(PROBLEM):
Copy the entries below, from the line containing "task | indicate the pool" through the end of the entries, requests included, and increase every point coordinate in the answers by 46. Leave the pictures out.

(Entries of labeled points):
+++

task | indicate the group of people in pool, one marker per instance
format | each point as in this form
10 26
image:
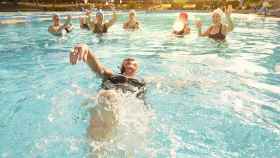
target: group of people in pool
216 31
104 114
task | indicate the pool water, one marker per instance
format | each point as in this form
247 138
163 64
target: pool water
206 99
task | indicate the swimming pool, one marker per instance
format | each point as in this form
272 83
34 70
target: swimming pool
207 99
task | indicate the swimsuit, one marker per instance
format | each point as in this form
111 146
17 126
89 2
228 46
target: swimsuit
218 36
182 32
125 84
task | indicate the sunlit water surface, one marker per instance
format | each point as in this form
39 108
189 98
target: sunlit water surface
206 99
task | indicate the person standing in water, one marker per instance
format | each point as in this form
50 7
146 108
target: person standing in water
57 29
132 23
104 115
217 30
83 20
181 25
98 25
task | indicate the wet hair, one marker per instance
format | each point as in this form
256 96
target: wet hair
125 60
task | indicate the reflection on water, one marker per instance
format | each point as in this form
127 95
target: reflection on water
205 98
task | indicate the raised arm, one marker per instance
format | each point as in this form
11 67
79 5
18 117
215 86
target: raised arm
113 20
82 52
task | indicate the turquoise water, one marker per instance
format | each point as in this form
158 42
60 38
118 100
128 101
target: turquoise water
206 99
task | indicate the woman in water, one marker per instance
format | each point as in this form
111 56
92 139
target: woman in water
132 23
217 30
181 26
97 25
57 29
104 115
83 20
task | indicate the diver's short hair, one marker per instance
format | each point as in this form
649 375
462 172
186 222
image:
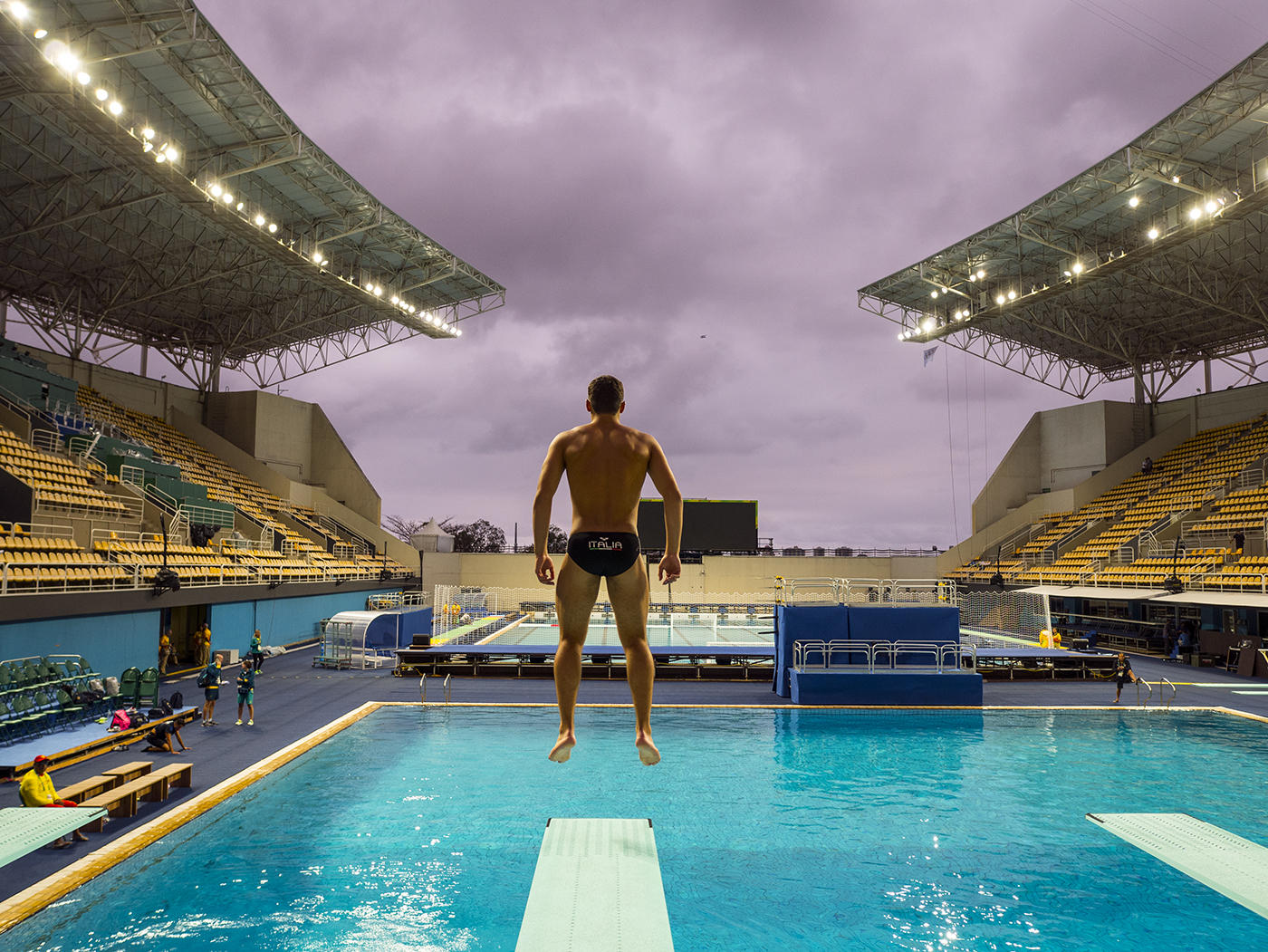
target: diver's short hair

+++

(ANSWER TO THE EXERCISE):
task | indicate the pool water, one marker per instance
format | each point as in this form
247 138
163 64
target: pool water
252 145
task | indicate the swimming pool, one marker per instance
format | each point as in this form
272 83
34 70
target: swimming pool
253 145
task | indicate the swimsuit, one marker per instance
format | each point as in this form
111 146
17 126
89 2
228 46
target: swimsuit
264 82
228 78
171 130
task | indicate the sunlit water surface, one marker per instance
format | each point as in this form
39 108
189 98
target: sunlit water surface
252 145
task | indicate the person standing in water, one marker per instance
format | each point as in this form
50 7
146 108
target: person standing in water
103 75
178 69
150 161
263 76
129 66
227 71
144 71
task | indicate the wet hair, one marker per instance
format | each point as in this form
256 96
target: wet hair
171 106
task | indicate the reflection on water, one marker per instance
format | each point as in this form
127 95
target: reflection on water
251 144
task | indicate the raised arm, one marker per instance
format | each point as in this form
11 67
79 5
18 117
215 86
target: raised arm
159 66
128 98
task | indicate the turquoise water, one marker per instance
format | each point as in this form
158 42
60 38
118 100
128 101
target: turquoise water
252 145
task | indicate the woman in water, one marker per instance
format | each point as in this form
111 56
92 139
target: woman in water
178 69
263 76
227 72
143 71
103 75
150 161
129 66
task | indicate the diver's short hair, one marker per instance
format | each point as in this form
649 375
462 172
186 222
image:
target: diver's short hair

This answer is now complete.